**Supplied text**
══════════
An historic decision on June 26 by the United States Supreme Court made same-sex marriage legal in all 50 states. The contentious issue has been at the forefront of legal and state’s legislative debate throughout the nation. But even with the close decision, it is now legal in every state for men to marry men and women to marry women.

Here are a few responses from state leaders:

Utah Democratic Party responds to Obergefell v. Hodges

Utah Democratic Party Chairman Peter Corroon issued the following statement in response to the court’s decision:

“This is another historic day. Same-sex couples will now be able to legally marry in all 50 states. Today’s decision acknowledges what Utahns have always known – families come in all shapes and sizes, and each of them is worthy of respect and legal protections. In addition to recognizing the rights of the individual, we also recognize the rights of religious institutions to not be compelled to act against their beliefs.”

“Families will now be able to legally protect their children, visit one another in the hospital, inherit property, and enjoy all the rights that come from legal marriage.”  

“With the court’s decision, the legality of marriage equality has been decided, and we encourage all Utahns to continue with civil discourse. Everyone deserves respect, regardless of differing opinions on this emotional subject, and we look forward to embracing all individuals and families regardless of our differences.”  

Gov. Herbert statement on U.S. Supreme Court ruling in Obergefell v. Hodges

Gov. Gary R. Herbert issued the following statement regarding the Supreme Court ruling in Obergefell v. Hodges:

“Marriage, as defined by the people of Utah, has been redefined, first by the federal courts and today the outcome of that decision has been upheld by the U.S. Supreme Court. I am disappointed with the decision by the court to usurp state authority and overrule the voice of the people of Utah as demonstrated by legislation with regard to marriage. I am also very concerned with the overwhelming trend to diminish state autonomy. I believe states should have the right to determine their own laws regarding marriage. Clearly, the majority of the justices disagree and their decision provides finality with respect to the law.”
══════════
**Point localization data**
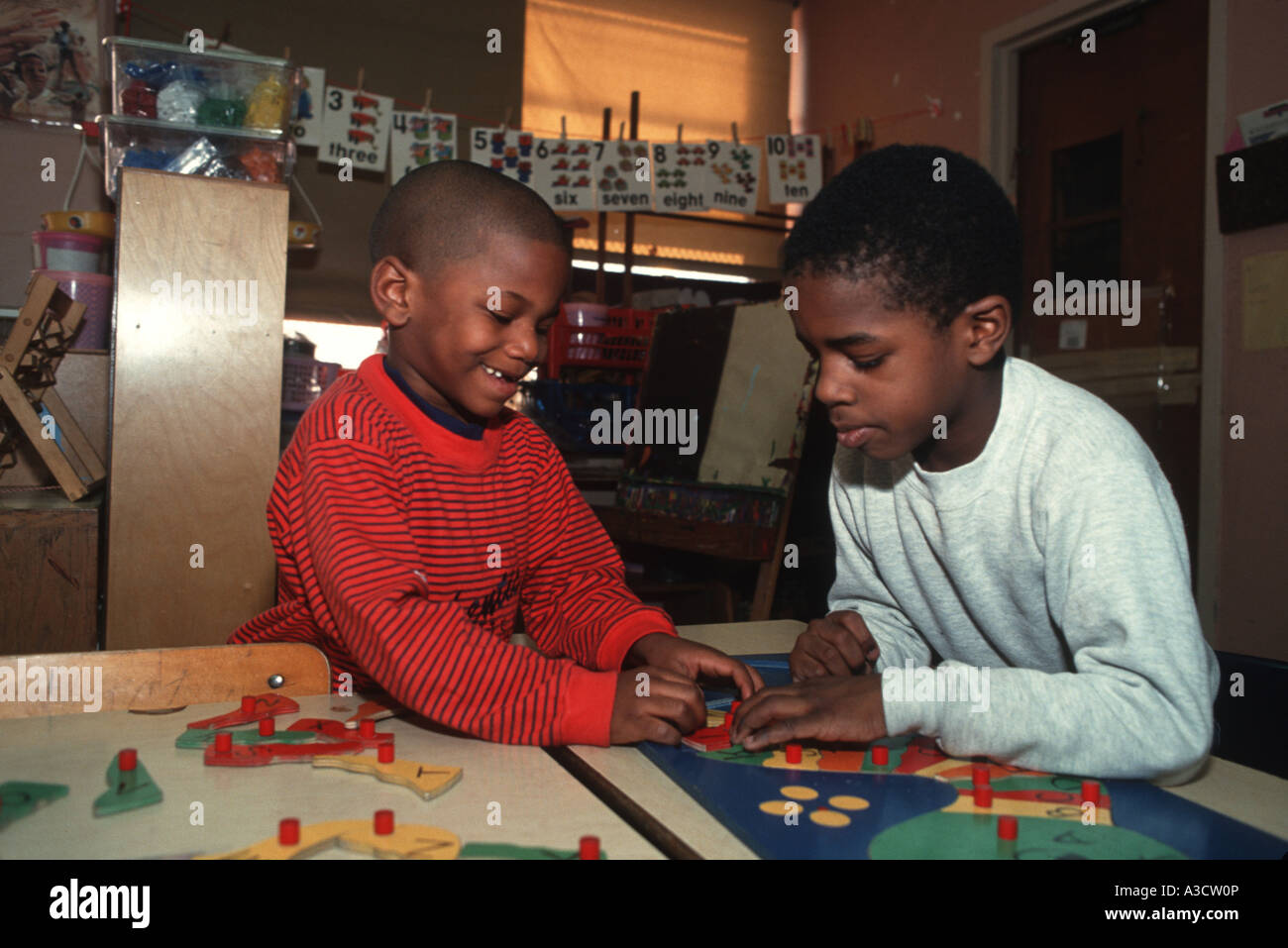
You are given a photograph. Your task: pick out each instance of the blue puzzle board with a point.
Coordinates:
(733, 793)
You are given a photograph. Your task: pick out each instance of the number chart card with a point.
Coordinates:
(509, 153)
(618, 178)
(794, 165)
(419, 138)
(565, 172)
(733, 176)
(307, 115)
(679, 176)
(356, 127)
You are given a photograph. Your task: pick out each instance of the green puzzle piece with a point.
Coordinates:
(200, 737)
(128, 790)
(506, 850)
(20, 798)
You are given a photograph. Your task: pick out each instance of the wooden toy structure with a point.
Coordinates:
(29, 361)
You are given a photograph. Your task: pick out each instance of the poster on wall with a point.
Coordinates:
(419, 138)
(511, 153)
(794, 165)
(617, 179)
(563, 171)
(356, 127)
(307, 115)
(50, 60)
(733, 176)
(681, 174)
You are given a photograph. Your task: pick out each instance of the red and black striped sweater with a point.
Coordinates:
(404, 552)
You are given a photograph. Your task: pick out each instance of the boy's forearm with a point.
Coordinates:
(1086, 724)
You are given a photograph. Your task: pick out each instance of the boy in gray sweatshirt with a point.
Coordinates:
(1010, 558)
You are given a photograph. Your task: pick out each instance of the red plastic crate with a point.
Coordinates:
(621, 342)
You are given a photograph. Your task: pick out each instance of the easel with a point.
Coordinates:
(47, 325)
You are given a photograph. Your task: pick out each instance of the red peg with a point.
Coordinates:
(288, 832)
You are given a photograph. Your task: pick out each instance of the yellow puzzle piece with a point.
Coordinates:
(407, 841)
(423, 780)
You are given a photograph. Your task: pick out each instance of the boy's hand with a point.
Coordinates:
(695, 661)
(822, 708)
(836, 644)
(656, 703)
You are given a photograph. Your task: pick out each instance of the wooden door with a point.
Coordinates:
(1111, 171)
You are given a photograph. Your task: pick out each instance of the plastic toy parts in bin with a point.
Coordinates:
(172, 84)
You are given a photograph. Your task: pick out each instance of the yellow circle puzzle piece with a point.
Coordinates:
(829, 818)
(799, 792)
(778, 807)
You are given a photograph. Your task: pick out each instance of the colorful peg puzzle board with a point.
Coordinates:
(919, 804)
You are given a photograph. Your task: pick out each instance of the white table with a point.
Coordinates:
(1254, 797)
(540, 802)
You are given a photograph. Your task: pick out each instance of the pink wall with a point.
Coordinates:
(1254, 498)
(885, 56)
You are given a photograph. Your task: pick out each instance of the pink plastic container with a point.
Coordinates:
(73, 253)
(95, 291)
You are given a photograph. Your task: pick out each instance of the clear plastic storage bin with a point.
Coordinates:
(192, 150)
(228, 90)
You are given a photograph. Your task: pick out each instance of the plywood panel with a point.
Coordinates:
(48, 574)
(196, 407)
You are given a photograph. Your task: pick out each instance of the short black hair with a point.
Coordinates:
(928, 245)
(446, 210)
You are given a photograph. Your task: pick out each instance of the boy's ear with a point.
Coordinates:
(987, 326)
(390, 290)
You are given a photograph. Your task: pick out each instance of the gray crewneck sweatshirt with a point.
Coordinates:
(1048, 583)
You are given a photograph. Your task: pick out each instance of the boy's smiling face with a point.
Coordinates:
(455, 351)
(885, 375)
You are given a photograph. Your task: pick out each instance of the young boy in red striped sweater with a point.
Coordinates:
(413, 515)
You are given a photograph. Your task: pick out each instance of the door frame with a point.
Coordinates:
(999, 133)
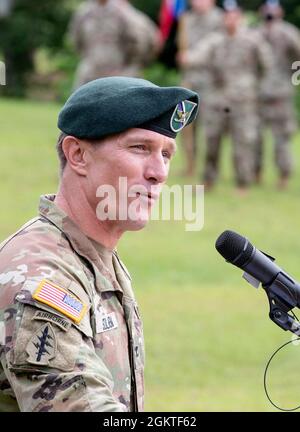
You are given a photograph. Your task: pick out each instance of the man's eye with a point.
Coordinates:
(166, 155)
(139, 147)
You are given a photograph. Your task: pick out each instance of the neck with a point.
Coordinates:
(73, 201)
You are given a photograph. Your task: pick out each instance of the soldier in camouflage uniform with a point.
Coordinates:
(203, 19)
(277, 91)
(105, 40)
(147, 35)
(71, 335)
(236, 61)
══════════
**Task requirements**
A – In the text on the same-sex marriage ruling, why does Gov. Herbert say he is disappointed with the Supreme Court's decision?
B – Pick up the text on the same-sex marriage ruling after its final sentence and keep it going.

**Your written answers**
A – He says the court usurped state authority and overruled the voice of the people of Utah, as shown by the state's marriage legislation. He also believes states should have the right to determine their own marriage laws.

B –
Utah Attorney General Sean D. Reyes statement on Supreme Court of the United States ruling Obergefell v. Hodges:

“Throughout this case, the State made its best arguments to allow decisions about the fundamental nature of marriage to be decided through the democratic process and at the state level, avoiding a situation similar to Roe v. Wade from a generation ago. We understand many are thrilled with today’s outcome, and many are equally disappointed. Regardless of one’s opinion of the ruling, the High Court has provided the guidance our office and the citizens of Utah and this nation have sought for several years. Advocacy on both sides helped bring us to this point of resolution. While people of goodwill on all sides of this issue have been at times divided and conflicted, we have an opportunity to come together again as equal citizens of this great state and nation.

After today, some questions remain regarding how this decision affects various individual situations and state agency operations in Utah beyond the specific issues addressed today by the Court. Our legislature, governor and state agencies will need to address these issues to provide greater clarity.  In a significant way, they have already begun to draw a balance with legislation respecting religious freedoms and legislative protections for the LGBT Community. Should such freedoms and protections come under constitutional challenge, our office will do its duty and defend them just as we defended Amendment 3 and related laws. This is an important part of the legal process and fulfillment of our oaths.”

Sen. Hatch: “This decision must not infringe on important concerns such as our fundamental right to the free exercise of religion.” 

Senator Orrin Hatch, R-Utah, issued the following statement following the Supreme Court’s ruling today on same-sex marriage:

“The issue of same-sex marriage involves deeply held convictions on all sides of the debate. While I oppose discrimination on the basis of sexual orientation, I do not support redefining the fundamental nature of marriage as between a man and a woman. But now that the Supreme Court has spoken, I will do everything in my power to ensure that this decision does not infringe on important concerns such as our fundamental right to the free exercise of religion.”

Senator Hatch has played a major role in efforts to protect religious freedom throughout his time in the Senate. In 1993, he co-authored the Religious Freedom Restoration Act, which passed in the Senate 97-3 and was signed into law by President Clinton.